Welcome back to Fridays with Jim Korkis! Jim, the dean of Disney historians and author of Jim’s Gems in The easy Guide, writes about Walt Disney World history every Friday on yourfirstvisit.net.
AN INTERVIEW WITH DAVE SMITH
By Jim Korkis
Dave Smith became a Disney Company employee on June 22, 1970 and was the company’s first archivist and the only person in his department at the time. His first assignment was to document all the items in Walt Disney’s offices.
In 2007, he was made a Disney Legend. He retired in October 2010 over four decades after first being hired but continues to work for the Disney Company as a consultant with the title Chief Archivist Emeritus.
I have interviewed Dave many times. The following is an excerpt from one I did with him on March 16, 2005 at the Walt Disney Story Theater in Main Street Exposition Hall at the Magic Kingdom in Florida. It was done on stage in the afternoon in front of more than three hundred eager cast members.

> **Dataset content**
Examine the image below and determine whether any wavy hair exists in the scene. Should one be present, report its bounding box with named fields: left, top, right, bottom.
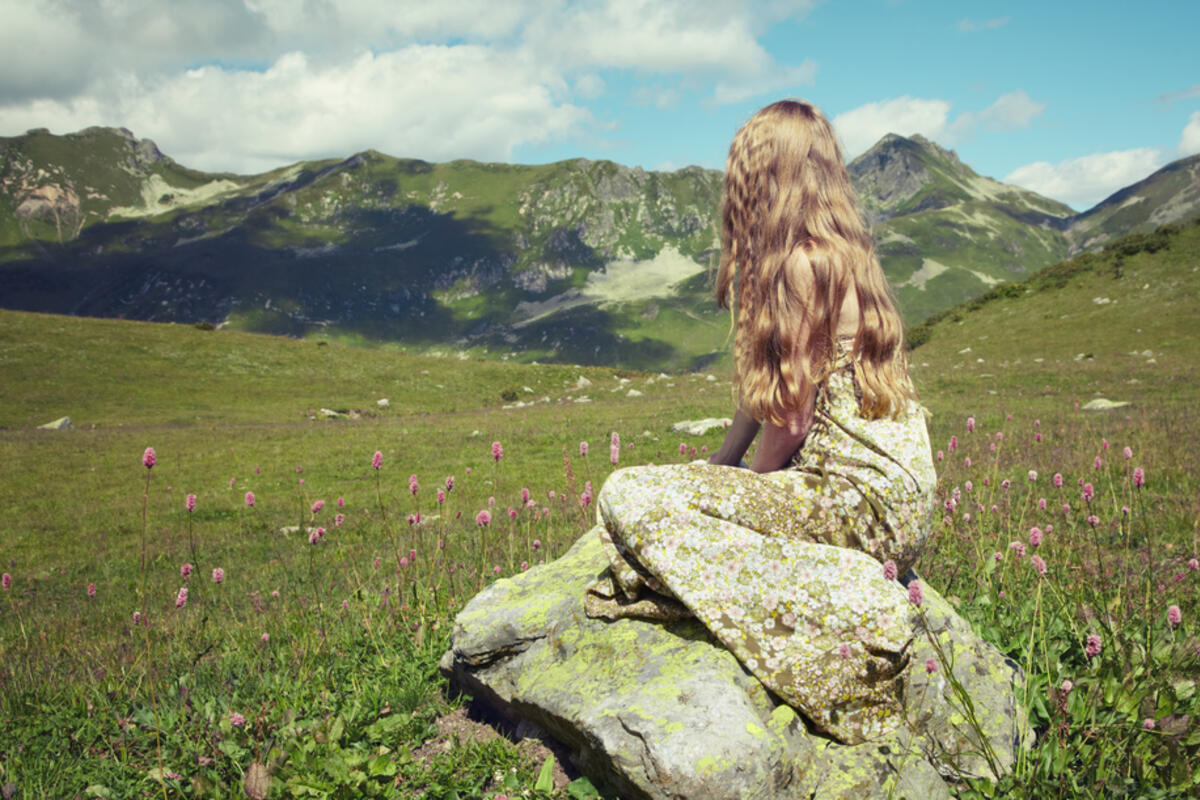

> **Written request**
Return the passage of the Dave Smith article verbatim, starting at the words "AN INTERVIEW WITH" and stopping after "Chief Archivist Emeritus.".

> **Task solution**
AN INTERVIEW WITH DAVE SMITH
By Jim Korkis
Dave Smith became a Disney Company employee on June 22, 1970 and was the company’s first archivist and the only person in his department at the time. His first assignment was to document all the items in Walt Disney’s offices.
In 2007, he was made a Disney Legend. He retired in October 2010 over four decades after first being hired but continues to work for the Disney Company as a consultant with the title Chief Archivist Emeritus.